## About this task
Nothing but the lines from the one containing "Supply a picture" through the end of the data below should appear in the answer, each exact and free of pictures.

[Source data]
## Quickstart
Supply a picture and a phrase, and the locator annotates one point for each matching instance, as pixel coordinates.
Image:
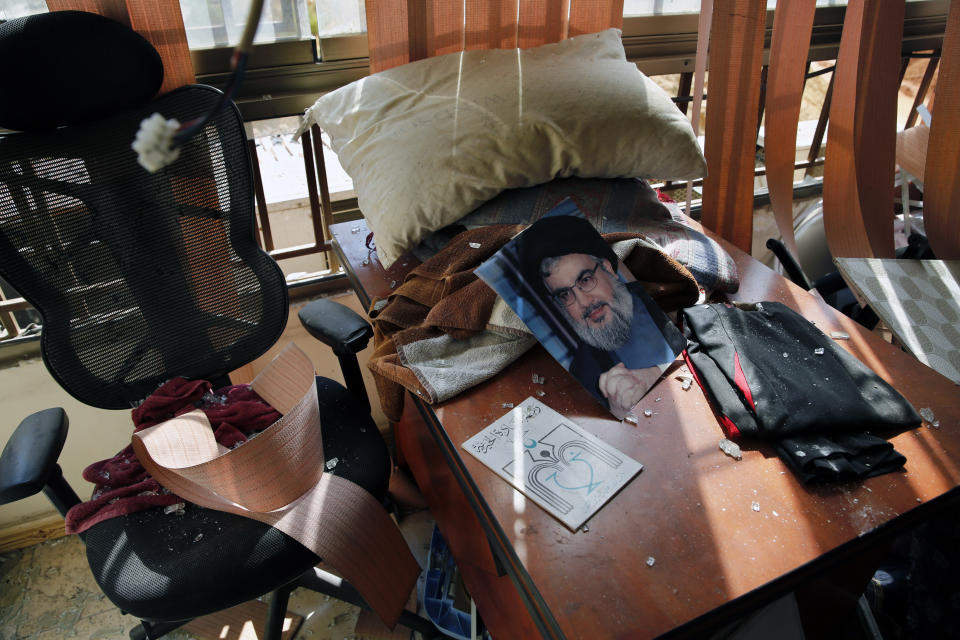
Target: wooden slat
(590, 16)
(387, 33)
(789, 47)
(541, 22)
(941, 207)
(928, 74)
(491, 24)
(160, 22)
(30, 533)
(736, 52)
(859, 167)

## Written response
Supply a picture and a phrase, and the locator annotates one point for each matching instance, as pixel coordinates.
Image:
Target: wooden slat
(590, 16)
(387, 33)
(789, 47)
(541, 22)
(941, 207)
(928, 74)
(491, 24)
(160, 22)
(30, 533)
(736, 52)
(859, 167)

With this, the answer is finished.